*Given problem*
Take down each entry exactly as written.
** start **
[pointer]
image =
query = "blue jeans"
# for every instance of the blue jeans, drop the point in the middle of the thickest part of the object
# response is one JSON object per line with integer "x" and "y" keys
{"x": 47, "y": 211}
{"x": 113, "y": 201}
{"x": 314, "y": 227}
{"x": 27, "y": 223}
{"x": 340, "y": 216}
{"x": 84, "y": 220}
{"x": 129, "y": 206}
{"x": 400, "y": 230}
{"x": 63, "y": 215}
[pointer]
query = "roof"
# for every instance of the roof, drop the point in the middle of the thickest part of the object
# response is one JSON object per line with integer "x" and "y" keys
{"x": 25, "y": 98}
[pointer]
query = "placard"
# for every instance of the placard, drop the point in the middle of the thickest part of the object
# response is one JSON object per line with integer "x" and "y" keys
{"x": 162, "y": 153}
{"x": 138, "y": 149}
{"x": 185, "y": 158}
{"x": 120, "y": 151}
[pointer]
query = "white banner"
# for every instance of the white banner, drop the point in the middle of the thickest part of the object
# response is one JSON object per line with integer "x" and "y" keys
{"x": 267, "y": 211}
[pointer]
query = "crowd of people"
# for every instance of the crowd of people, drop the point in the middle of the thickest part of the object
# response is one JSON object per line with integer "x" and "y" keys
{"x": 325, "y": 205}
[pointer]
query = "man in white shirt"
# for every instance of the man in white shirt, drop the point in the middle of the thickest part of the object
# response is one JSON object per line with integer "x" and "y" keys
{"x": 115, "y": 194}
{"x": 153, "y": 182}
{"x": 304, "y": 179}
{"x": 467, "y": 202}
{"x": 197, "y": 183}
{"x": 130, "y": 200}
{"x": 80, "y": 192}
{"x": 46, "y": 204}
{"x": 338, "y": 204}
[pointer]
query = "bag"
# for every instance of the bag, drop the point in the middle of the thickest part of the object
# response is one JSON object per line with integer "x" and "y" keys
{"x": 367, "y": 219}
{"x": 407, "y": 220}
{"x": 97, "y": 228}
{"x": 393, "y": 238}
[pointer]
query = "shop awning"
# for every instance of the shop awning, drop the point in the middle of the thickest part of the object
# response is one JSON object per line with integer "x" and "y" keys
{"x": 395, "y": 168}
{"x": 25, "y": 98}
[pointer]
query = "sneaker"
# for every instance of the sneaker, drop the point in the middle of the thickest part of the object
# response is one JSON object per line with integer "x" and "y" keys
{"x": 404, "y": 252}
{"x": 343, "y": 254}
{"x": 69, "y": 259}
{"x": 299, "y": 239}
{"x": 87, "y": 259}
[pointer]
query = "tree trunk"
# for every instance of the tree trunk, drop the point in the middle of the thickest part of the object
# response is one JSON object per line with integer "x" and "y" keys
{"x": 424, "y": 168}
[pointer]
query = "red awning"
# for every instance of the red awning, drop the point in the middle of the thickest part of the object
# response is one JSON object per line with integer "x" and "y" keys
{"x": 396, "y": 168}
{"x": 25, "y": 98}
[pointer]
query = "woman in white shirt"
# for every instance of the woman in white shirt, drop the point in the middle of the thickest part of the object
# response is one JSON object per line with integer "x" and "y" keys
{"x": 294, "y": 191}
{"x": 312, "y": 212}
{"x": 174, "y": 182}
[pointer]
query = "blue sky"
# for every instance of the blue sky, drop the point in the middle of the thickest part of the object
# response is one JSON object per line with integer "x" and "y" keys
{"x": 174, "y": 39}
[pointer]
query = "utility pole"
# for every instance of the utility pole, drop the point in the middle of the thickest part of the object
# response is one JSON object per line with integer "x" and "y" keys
** end **
*Correct answer*
[pointer]
image =
query = "blue jeans"
# for every instance of the blue jeans, drop the point in the middle of the thickest part of the object
# response is one JSON object per line with integer "x" and "y" keys
{"x": 47, "y": 211}
{"x": 113, "y": 201}
{"x": 314, "y": 227}
{"x": 27, "y": 223}
{"x": 340, "y": 216}
{"x": 84, "y": 220}
{"x": 129, "y": 206}
{"x": 400, "y": 230}
{"x": 63, "y": 215}
[pointer]
query = "roof"
# for every instance of the roof, drop the point in the middle of the thickest part of the object
# response is one JSON object per line with integer "x" and "y" keys
{"x": 25, "y": 98}
[pointer]
query = "placard"
# for every instance of the placard, drop the point in the middle of the thickest part of the object
# response is one JSON object per line with integer "x" and "y" keys
{"x": 162, "y": 153}
{"x": 138, "y": 149}
{"x": 185, "y": 158}
{"x": 120, "y": 151}
[pointer]
query = "white banner"
# for every instance of the white banner, drop the point in the middle of the thickest part of the object
# response is one JSON object per line with integer "x" and "y" keys
{"x": 267, "y": 211}
[pointer]
query = "crowd of people"
# for every instance of the crowd of people, drop the point in the middle of the thickest part of the object
# response is one JSON object per line with integer "x" and "y" keys
{"x": 325, "y": 205}
[pointer]
query = "man in white shirt"
# for every instance of the man in white shirt, drop the point in the middle of the thickest part of the object
# response is one JSON object per line with integer "x" and "y" keys
{"x": 115, "y": 194}
{"x": 153, "y": 182}
{"x": 304, "y": 179}
{"x": 467, "y": 202}
{"x": 197, "y": 183}
{"x": 130, "y": 200}
{"x": 80, "y": 192}
{"x": 46, "y": 204}
{"x": 338, "y": 204}
[pointer]
query = "bag"
# for every instance of the bag, drop the point in the middle of the thickest part of the object
# response is one JSON object per line with integer "x" and "y" keys
{"x": 367, "y": 219}
{"x": 407, "y": 220}
{"x": 97, "y": 228}
{"x": 393, "y": 238}
[pointer]
query = "shop awning"
# for every instance of the shop awning, drop the point in the middle of the thickest part of the object
# response is one JSON object per line with integer "x" and "y" keys
{"x": 395, "y": 168}
{"x": 25, "y": 98}
[pointer]
query = "sneaker"
# for every instance of the sneaker, drop the point in the middle of the thickest part of the object
# response is one JSON object per line with integer "x" and "y" keys
{"x": 404, "y": 252}
{"x": 343, "y": 254}
{"x": 69, "y": 259}
{"x": 299, "y": 239}
{"x": 87, "y": 259}
[pointer]
query = "tree trunk"
# for every instance of the tree trunk, drop the point in the middle of the thickest part of the object
# response is one JSON object per line with integer "x" and "y" keys
{"x": 424, "y": 168}
[pointer]
query = "red awning"
# for every instance of the red awning, drop the point in the middle of the thickest part of the object
# response is one JSON object per line with integer "x" and "y" keys
{"x": 396, "y": 168}
{"x": 25, "y": 98}
[pointer]
query = "woman in white shirt"
# for every instance of the woman in white shirt, drop the point in the middle of the thickest part of the object
# response is one JSON object per line with integer "x" and "y" keys
{"x": 294, "y": 191}
{"x": 312, "y": 212}
{"x": 174, "y": 182}
[pointer]
query = "blue sky"
# for every instance of the blue sky, drop the point in the middle of the thickest part of the object
# response is one JSON object per line with integer "x" and "y" keys
{"x": 174, "y": 39}
[pointer]
query = "utility pole"
# for every instance of the utility pole, drop the point in the middle of the thickest part of the object
# response is one JSON object per line with integer "x" and "y" keys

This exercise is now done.